··· Supplied records ···

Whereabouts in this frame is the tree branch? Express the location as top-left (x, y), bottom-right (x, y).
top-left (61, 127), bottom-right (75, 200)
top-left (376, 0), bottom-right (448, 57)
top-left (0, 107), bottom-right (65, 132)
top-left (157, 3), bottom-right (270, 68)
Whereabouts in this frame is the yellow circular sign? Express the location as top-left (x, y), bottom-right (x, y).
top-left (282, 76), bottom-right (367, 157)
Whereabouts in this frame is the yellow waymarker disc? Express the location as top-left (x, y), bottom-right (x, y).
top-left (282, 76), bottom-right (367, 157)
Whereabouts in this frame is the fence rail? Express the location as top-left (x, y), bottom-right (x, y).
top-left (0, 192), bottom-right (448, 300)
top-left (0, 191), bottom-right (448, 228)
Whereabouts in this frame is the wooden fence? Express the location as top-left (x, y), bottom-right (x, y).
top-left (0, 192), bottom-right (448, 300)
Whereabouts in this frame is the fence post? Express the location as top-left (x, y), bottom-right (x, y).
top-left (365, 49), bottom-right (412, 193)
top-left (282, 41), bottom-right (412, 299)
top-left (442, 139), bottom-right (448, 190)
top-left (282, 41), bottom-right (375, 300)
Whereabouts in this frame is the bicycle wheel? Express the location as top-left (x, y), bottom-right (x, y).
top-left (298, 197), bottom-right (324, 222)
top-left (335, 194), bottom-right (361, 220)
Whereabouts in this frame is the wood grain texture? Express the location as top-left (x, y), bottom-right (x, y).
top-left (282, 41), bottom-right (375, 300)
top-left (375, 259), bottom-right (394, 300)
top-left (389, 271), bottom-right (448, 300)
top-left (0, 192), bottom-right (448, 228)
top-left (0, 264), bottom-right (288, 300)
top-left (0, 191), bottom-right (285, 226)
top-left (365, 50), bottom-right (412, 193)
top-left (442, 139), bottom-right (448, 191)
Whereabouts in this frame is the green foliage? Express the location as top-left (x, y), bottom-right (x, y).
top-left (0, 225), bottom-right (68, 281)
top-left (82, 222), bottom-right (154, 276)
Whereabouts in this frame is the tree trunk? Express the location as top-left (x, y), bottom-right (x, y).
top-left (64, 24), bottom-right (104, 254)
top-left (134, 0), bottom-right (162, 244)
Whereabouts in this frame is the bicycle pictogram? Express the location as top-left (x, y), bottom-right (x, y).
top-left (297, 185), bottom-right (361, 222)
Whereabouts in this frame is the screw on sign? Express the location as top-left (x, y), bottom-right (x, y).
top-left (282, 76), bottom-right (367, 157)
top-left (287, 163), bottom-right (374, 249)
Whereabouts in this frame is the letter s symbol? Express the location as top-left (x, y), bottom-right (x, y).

···

Work to do: Output every line of the listing above as a JSON array of strings, with one string per line and blank lines omitted.

Solution:
[
  "Whereabouts in this frame is the tree branch? Express the location as top-left (x, y), bottom-right (x, y).",
  "top-left (61, 127), bottom-right (75, 200)",
  "top-left (376, 0), bottom-right (448, 57)",
  "top-left (0, 107), bottom-right (65, 132)",
  "top-left (157, 3), bottom-right (270, 68)",
  "Whereabouts in this frame is the yellow circular sign? Express the location as top-left (x, y), bottom-right (x, y).",
  "top-left (282, 76), bottom-right (367, 157)",
  "Whereabouts in this frame is the yellow waymarker disc? Express the location as top-left (x, y), bottom-right (x, y).",
  "top-left (282, 76), bottom-right (367, 157)",
  "Whereabouts in this frame is the fence rail? Express the location as top-left (x, y), bottom-right (x, y).",
  "top-left (0, 192), bottom-right (448, 300)",
  "top-left (0, 191), bottom-right (448, 228)",
  "Whereabouts in this frame is the wooden fence? Express the location as top-left (x, y), bottom-right (x, y).",
  "top-left (0, 192), bottom-right (448, 300)",
  "Whereabouts in this frame is the fence post? Express the location as top-left (x, y), bottom-right (x, y).",
  "top-left (365, 49), bottom-right (412, 193)",
  "top-left (282, 41), bottom-right (412, 299)",
  "top-left (442, 139), bottom-right (448, 190)",
  "top-left (282, 41), bottom-right (375, 300)",
  "Whereabouts in this frame is the bicycle wheel? Express the location as top-left (x, y), bottom-right (x, y).",
  "top-left (298, 197), bottom-right (324, 222)",
  "top-left (335, 194), bottom-right (361, 220)",
  "Whereabouts in this frame is the wood grain texture? Express the location as top-left (x, y), bottom-right (x, y).",
  "top-left (282, 41), bottom-right (375, 300)",
  "top-left (375, 259), bottom-right (394, 300)",
  "top-left (389, 271), bottom-right (448, 300)",
  "top-left (0, 192), bottom-right (448, 228)",
  "top-left (0, 264), bottom-right (288, 300)",
  "top-left (0, 191), bottom-right (285, 226)",
  "top-left (365, 50), bottom-right (412, 193)",
  "top-left (442, 139), bottom-right (448, 191)",
  "Whereabouts in this frame is the green foliage? Express the location as top-left (x, y), bottom-right (x, y).",
  "top-left (0, 225), bottom-right (68, 281)",
  "top-left (82, 222), bottom-right (154, 276)",
  "Whereabouts in this frame is the tree trunk? Express the location as top-left (x, y), bottom-right (x, y).",
  "top-left (64, 24), bottom-right (104, 254)",
  "top-left (134, 0), bottom-right (162, 244)",
  "Whereabouts in this frame is the bicycle pictogram? Express the location as top-left (x, y), bottom-right (x, y).",
  "top-left (297, 185), bottom-right (361, 222)",
  "Whereabouts in this frame is the screw on sign? Express the location as top-left (x, y), bottom-right (x, y).",
  "top-left (282, 76), bottom-right (367, 157)",
  "top-left (287, 163), bottom-right (374, 249)",
  "Whereabouts in this frame is the letter s symbol? Express the location as top-left (x, y), bottom-right (x, y)."
]